Items from a pointing dataset:
******************************
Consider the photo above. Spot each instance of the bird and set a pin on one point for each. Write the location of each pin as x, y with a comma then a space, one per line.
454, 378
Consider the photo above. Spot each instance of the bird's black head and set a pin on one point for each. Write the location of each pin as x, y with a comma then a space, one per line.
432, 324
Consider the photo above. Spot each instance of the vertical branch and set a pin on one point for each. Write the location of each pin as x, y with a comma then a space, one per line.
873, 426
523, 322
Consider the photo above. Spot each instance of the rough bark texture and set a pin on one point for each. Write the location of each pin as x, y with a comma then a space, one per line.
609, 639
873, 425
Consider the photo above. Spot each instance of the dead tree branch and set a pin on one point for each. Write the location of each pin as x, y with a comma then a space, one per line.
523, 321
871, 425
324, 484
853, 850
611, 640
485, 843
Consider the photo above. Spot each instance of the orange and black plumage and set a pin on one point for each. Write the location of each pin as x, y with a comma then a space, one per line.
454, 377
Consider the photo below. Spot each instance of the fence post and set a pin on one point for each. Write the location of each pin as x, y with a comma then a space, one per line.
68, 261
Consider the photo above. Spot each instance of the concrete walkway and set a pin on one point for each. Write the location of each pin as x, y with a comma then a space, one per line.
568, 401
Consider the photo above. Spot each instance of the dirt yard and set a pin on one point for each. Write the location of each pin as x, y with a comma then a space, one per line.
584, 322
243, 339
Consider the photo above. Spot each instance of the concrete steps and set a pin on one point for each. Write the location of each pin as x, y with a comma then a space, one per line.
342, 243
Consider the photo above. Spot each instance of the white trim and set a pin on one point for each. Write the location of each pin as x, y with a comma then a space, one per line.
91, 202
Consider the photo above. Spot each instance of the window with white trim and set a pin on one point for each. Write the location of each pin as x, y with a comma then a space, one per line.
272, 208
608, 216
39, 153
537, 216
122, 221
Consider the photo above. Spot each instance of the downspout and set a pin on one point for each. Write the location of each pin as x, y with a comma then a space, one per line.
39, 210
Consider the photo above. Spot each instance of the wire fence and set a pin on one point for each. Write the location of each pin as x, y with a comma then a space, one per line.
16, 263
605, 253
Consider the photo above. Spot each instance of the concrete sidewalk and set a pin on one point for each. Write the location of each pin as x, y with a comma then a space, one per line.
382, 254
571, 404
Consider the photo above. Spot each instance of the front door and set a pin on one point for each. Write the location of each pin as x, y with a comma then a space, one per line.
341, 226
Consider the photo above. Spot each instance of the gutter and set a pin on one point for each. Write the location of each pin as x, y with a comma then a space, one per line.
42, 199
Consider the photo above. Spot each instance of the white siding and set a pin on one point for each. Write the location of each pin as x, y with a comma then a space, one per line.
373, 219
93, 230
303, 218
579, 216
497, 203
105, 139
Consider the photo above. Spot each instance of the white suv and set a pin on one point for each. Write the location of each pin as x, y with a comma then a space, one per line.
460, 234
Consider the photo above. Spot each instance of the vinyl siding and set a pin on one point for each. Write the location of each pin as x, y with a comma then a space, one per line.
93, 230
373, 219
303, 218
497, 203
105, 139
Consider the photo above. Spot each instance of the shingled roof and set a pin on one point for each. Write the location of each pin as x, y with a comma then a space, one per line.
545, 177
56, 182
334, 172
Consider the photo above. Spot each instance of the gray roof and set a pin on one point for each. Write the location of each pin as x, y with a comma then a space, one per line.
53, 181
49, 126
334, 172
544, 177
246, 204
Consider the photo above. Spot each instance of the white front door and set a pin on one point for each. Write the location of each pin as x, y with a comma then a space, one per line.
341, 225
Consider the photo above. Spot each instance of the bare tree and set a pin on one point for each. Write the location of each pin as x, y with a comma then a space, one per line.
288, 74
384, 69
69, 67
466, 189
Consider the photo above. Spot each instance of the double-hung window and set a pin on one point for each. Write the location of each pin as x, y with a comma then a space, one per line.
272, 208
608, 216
******************************
EXERCISE DIRECTIONS: Copy every line from the one containing "Consider the photo above. Spot each instance of the shingled" through the last of the items, keeping the text of each item unchanged and offsetting every coordinate in the answers by adding 114 to it.

SOLUTION BELOW:
Consider the photo above. Spot each instance of the shingled roof and set a pin on one point for each. Write the location of each pin as x, y with a comma then a space, one per line.
659, 291
170, 296
448, 286
Consider the photo above. Spot each instance of the gray roof and set a pin on one point for each. Write the location of each pin as x, y with a comma then a space, one per line.
167, 295
163, 240
448, 286
658, 291
360, 318
Consider the photo above. Spot each instance of the white front door and set a pin on one point for each. Write the location of each pin as x, y with a comma then a space, one per line.
455, 339
Consider the photo above. Spot each instance of the bare tree and set a pin on one point for each. Write the location of each pin as x, y with a comma then a space, one per line.
402, 188
498, 183
183, 181
580, 303
Consider the photo above. Spot each instance of the double-hung window and set a pin on one point for each. Write the location of each pin as x, y with a comma then a space, one per line.
386, 322
722, 330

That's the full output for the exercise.